Try it:
Please show every line from the entries that carries the word "cactus".

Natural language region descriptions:
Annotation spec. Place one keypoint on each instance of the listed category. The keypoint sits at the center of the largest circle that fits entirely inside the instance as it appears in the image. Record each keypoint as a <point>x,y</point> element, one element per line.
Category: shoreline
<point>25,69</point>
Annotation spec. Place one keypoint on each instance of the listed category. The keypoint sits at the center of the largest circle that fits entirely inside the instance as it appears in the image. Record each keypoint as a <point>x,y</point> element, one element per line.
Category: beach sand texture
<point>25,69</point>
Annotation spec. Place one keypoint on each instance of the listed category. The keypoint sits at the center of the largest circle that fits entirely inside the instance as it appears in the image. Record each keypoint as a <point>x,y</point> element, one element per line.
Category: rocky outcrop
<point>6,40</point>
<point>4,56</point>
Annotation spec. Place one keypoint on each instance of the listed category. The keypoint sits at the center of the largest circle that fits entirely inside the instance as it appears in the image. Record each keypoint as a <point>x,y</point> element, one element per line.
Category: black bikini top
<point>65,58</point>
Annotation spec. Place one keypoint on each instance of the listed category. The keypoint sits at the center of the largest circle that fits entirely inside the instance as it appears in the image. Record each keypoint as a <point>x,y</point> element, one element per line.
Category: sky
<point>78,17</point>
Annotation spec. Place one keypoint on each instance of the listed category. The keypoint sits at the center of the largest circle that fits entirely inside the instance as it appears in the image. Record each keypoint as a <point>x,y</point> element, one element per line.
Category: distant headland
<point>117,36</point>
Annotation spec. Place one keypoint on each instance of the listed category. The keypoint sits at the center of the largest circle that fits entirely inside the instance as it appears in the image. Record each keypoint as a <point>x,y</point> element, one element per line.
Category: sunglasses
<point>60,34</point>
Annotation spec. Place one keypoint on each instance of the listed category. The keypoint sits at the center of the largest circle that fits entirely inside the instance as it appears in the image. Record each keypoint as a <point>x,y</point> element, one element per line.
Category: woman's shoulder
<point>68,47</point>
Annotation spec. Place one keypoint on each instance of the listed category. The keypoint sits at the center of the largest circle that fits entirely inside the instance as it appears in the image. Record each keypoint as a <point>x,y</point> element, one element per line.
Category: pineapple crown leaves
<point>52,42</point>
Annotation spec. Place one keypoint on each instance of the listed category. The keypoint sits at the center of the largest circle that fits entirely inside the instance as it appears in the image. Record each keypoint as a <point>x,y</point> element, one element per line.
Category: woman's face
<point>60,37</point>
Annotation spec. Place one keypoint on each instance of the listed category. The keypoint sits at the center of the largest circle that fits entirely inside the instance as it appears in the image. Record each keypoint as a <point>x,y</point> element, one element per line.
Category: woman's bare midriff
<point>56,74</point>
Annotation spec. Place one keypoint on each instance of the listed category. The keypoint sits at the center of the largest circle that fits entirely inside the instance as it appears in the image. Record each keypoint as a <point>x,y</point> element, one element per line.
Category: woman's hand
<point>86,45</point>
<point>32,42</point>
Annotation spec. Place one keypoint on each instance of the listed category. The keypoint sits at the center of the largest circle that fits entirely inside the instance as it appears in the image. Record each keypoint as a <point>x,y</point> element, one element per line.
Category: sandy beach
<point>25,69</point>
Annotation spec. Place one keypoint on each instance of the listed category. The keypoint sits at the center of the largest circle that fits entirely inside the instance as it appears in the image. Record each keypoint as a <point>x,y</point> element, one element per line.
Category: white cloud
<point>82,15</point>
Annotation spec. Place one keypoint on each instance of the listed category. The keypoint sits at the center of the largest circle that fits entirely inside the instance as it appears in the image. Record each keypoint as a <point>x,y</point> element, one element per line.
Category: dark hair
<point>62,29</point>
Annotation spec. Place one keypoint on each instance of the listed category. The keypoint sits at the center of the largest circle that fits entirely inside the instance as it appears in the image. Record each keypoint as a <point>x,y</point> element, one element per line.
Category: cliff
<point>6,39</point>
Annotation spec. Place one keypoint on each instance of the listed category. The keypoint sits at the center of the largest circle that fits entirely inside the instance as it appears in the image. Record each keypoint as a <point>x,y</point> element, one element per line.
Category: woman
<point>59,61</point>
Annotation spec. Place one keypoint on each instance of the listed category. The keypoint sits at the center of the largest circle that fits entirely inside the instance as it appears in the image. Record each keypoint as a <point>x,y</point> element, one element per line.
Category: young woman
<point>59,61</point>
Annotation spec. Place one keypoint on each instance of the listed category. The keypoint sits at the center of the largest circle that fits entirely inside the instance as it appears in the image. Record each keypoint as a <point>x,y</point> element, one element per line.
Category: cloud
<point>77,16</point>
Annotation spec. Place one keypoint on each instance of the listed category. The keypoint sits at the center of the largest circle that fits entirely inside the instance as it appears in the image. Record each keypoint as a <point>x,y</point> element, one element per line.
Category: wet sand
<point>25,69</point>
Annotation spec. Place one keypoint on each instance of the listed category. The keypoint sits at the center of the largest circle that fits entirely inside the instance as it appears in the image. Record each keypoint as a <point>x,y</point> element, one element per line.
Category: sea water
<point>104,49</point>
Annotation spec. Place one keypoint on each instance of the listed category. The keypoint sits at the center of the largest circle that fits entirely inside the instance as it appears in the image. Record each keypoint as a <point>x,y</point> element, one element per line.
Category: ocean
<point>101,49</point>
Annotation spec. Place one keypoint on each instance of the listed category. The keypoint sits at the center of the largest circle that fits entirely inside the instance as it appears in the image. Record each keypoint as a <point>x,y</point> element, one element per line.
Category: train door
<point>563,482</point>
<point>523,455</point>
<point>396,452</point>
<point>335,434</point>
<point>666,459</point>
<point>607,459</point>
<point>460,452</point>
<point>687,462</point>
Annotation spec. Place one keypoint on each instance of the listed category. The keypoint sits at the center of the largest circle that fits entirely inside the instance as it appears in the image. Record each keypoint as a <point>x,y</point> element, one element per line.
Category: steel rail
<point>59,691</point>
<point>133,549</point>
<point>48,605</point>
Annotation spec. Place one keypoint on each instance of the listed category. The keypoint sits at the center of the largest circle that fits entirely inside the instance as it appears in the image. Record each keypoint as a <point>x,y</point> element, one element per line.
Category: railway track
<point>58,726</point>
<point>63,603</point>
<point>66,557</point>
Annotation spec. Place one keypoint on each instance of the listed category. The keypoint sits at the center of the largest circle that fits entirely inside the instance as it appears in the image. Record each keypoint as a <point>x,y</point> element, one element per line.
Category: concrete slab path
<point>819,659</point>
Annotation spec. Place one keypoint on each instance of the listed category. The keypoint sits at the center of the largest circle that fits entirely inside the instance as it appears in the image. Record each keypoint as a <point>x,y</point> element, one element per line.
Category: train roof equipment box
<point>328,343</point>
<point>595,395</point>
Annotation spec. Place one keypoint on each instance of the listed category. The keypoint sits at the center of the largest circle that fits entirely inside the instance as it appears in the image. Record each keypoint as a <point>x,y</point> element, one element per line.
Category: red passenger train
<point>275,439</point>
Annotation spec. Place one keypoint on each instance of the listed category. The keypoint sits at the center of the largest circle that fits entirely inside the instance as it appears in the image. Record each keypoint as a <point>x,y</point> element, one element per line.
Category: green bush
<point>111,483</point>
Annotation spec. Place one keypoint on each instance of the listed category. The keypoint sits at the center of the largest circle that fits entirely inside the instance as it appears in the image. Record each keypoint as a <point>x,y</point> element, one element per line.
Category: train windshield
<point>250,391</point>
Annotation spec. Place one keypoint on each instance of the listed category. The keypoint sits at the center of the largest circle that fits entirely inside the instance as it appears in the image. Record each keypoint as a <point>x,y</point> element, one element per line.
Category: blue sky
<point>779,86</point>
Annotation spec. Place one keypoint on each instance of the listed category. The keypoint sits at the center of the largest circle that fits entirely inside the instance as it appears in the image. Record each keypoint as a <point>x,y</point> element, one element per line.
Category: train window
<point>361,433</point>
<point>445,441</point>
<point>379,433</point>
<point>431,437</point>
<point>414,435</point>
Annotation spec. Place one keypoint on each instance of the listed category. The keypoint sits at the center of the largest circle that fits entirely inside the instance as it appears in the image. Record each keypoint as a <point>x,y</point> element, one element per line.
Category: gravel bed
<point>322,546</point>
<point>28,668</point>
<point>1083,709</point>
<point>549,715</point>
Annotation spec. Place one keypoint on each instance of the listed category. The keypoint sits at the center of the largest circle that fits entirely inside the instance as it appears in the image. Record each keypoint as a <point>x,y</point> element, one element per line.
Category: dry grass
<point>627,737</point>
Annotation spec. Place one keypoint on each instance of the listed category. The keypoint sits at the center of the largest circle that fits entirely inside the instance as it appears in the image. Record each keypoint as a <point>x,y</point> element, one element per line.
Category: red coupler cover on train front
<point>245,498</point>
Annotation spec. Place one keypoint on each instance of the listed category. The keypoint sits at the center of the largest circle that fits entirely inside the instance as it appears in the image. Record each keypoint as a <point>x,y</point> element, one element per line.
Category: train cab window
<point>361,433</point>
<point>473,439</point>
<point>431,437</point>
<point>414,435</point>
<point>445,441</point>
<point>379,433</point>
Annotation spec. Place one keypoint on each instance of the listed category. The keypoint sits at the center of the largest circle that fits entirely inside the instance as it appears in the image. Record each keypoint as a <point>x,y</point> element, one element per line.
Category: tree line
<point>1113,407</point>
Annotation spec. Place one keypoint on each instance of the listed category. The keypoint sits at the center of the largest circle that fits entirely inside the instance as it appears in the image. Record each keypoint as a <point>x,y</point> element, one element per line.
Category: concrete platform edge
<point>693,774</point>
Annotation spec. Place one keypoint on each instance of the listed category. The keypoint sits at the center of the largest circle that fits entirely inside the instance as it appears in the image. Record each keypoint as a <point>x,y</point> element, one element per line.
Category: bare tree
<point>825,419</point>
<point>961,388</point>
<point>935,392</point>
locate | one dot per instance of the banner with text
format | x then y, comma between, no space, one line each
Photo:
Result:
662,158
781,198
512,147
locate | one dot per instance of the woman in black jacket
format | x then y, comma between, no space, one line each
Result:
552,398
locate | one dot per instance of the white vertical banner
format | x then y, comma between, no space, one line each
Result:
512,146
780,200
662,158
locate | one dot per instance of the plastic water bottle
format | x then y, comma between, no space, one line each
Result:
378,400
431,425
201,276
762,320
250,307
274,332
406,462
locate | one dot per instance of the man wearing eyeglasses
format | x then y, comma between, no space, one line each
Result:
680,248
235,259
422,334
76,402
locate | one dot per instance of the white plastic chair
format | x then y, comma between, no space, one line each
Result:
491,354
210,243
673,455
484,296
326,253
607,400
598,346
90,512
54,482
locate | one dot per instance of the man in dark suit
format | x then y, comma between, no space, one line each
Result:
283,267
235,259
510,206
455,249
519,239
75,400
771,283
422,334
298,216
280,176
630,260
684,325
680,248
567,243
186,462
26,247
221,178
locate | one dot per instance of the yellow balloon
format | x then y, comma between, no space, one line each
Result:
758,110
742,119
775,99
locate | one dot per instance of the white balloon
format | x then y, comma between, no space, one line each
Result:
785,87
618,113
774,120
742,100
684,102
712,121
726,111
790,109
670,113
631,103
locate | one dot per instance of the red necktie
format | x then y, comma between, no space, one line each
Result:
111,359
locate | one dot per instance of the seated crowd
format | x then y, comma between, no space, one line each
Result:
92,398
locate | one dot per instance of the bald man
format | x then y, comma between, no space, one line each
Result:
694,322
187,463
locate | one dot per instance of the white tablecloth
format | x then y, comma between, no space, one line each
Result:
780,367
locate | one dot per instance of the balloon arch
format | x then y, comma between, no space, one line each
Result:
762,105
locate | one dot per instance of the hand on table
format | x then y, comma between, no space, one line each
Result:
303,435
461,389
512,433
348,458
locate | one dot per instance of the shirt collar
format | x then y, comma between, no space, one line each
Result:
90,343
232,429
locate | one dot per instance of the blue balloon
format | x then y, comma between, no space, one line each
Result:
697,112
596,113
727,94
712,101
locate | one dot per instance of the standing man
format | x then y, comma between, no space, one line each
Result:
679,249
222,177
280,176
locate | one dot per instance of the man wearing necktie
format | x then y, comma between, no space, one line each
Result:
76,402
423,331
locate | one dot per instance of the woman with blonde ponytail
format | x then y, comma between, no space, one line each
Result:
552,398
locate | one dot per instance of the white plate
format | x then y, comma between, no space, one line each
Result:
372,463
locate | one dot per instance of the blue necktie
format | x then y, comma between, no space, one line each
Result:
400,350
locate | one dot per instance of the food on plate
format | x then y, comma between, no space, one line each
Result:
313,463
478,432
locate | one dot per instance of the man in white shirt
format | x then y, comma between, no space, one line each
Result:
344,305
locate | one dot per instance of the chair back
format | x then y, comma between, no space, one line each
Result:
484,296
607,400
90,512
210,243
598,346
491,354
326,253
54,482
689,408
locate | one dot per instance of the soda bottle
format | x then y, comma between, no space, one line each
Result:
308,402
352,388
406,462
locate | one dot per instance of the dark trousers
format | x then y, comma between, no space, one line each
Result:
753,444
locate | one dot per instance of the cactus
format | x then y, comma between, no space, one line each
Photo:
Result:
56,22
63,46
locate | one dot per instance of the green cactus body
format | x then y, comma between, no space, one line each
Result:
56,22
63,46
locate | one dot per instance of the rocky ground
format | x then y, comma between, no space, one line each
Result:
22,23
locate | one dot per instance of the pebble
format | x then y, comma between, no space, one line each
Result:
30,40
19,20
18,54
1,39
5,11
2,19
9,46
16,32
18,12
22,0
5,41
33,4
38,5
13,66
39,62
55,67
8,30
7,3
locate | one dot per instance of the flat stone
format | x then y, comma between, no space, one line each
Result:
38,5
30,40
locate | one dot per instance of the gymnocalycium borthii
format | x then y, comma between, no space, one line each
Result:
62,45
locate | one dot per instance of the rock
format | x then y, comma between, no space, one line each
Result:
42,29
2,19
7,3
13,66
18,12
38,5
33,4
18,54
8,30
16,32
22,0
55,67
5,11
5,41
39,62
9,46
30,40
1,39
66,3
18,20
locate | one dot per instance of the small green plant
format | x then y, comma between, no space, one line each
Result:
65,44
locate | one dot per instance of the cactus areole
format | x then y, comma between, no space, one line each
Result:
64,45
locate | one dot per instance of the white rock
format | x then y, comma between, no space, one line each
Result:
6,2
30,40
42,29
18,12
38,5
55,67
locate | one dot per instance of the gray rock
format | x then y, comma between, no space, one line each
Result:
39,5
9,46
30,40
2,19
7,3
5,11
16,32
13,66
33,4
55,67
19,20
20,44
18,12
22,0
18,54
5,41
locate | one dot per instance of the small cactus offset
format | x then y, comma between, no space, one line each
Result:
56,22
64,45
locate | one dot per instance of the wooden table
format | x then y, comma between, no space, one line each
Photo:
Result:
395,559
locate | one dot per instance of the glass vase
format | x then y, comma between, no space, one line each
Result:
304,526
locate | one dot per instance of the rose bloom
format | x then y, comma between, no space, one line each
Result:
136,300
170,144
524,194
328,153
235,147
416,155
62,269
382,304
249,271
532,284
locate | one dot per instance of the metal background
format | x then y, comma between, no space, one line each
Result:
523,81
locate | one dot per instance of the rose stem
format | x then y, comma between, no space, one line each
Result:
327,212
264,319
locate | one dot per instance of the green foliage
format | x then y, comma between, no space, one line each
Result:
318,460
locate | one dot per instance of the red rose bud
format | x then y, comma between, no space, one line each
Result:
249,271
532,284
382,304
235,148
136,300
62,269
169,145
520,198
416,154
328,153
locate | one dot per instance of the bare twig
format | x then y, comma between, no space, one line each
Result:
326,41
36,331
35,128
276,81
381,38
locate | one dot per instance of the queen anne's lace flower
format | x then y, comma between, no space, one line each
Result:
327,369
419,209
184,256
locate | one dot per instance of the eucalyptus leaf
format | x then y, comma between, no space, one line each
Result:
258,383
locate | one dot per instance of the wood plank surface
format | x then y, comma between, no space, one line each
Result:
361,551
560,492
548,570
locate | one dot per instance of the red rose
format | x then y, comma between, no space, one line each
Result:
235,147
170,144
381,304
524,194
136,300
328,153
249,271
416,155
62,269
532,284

Output:
locate | one dot per instance of the cactus
locate | one dot per instance of the green cactus body
locate | one dot per instance of the cactus areole
locate | one dot per instance of the small cactus offset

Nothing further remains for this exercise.